PROBLEMS TO SOLVE:
• a. Print the passage of the commentary on Africa and South East Asia between "But while Africa" and "technology.", inclusive.
• b. In the commentary on Africa and South East Asia, who carried out the civic education campaign in the South East Asian countries before independence?

GIVEN PASSAGE:
-------------------------

Some decades ago when the whistle was forcibly blown for African countries
to race for political independence after series of turbulent nationalists'
agitation, a brand of leaders with confusing ideologies sprang up to dictate
and plunder the continent. A junk of the left behind colonial "cake" was
hijacked by self-imposed, self-styled saviours to form political parties
that coalesced in anticipation of independence; and not surprisingly (if not
depressingly) they coalesced along regional lines coagulating the most
brutal and resource-draining ethnic violence in contemporary times.
But while Africa was entangled in the maze of endless crisis in the last
decades, South East Asia was experiencing a comprehensive economic growth
that puzzled economists and development workers alike. The success of the
"Asian Tigers" has led to other development countries also plunging - or
forced to plunge for economic liberalisation, thinking that a similar
miracle will surely come by.
But how were these tiny South East Asian countries able to outwit
mineral-crowded Africa?
The basic factor in Asia were the fundamental prerequisite for success and
are the nucleus of this commentary: an enabling environment; provision of
market friendly incentives for national enterprise development and business
support services; and fostering linkages between firms on one hand and
between firms and other institutions, in particular those on science and
technology.
Significant to the success of any economy is the existence of political
stability and basic accessible education. Before independence, the South
East Asian countries, through their religious pundits (Muslim and Buddhists)
had already embarked on a civic education campaign aimed at indoctrinating
their people with nationalistic and business-like values. Their call was
geared towards willingly entrusting political power to society's respected
individuals while the rest put hands on deck to foster national development.
With this seemingly lukewarm but rather mature and sensible arrangement,
political struggles and ethnic violence between the Malay and the
Indo-Chinese were greatly averted. This is not to say that South East Asia
has a history devoid of skirmishes. Indeed, the region experienced
dictatorial regimes with forced labour and dizzy human rights records.

-------------------------

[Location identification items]
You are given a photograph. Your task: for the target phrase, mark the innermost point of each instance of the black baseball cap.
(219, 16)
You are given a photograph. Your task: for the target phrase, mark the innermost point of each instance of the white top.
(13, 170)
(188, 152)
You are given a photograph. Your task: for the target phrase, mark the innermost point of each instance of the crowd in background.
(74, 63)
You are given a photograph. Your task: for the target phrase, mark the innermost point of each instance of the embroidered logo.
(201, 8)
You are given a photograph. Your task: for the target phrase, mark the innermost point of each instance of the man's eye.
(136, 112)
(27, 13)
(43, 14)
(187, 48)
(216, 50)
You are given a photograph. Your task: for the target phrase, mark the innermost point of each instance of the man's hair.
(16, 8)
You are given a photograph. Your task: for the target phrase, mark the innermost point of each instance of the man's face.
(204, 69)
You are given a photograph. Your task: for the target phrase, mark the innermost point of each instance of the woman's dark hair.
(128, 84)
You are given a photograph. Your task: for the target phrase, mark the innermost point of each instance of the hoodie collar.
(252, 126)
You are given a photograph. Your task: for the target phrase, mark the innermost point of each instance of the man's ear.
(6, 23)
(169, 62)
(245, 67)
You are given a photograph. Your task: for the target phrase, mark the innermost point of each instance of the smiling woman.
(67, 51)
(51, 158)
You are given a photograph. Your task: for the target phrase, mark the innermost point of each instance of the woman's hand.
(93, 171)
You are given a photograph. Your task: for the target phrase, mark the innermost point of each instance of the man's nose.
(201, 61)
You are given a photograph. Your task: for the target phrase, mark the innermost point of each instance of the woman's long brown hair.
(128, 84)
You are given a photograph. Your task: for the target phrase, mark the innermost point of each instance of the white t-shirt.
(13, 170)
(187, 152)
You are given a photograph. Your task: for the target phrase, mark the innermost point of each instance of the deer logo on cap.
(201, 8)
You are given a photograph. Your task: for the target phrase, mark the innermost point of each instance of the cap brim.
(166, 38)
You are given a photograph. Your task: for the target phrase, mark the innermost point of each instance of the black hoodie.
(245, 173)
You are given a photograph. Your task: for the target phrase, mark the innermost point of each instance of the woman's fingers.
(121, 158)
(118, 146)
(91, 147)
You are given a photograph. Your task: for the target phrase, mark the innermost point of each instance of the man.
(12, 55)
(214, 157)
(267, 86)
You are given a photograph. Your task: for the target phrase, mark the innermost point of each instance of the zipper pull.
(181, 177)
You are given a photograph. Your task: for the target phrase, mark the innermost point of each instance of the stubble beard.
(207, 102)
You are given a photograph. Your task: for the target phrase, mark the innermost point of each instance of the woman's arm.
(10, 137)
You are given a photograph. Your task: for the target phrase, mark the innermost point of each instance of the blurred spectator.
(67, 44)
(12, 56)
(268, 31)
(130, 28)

-------------------------

SOLVED TASKS:
• a.
But while Africa was entangled in the maze of endless crisis in the last
decades, South East Asia was experiencing a comprehensive economic growth
that puzzled economists and development workers alike. The success of the
"Asian Tigers" has led to other development countries also plunging - or
forced to plunge for economic liberalisation, thinking that a similar
miracle will surely come by.
But how were these tiny South East Asian countries able to outwit
mineral-crowded Africa?
The basic factor in Asia were the fundamental prerequisite for success and
are the nucleus of this commentary: an enabling environment; provision of
market friendly incentives for national enterprise development and business
support services; and fostering linkages between firms on one hand and
between firms and other institutions, in particular those on science and
technology.

• b. Their religious pundits, both Muslim and Buddhist, carried it out.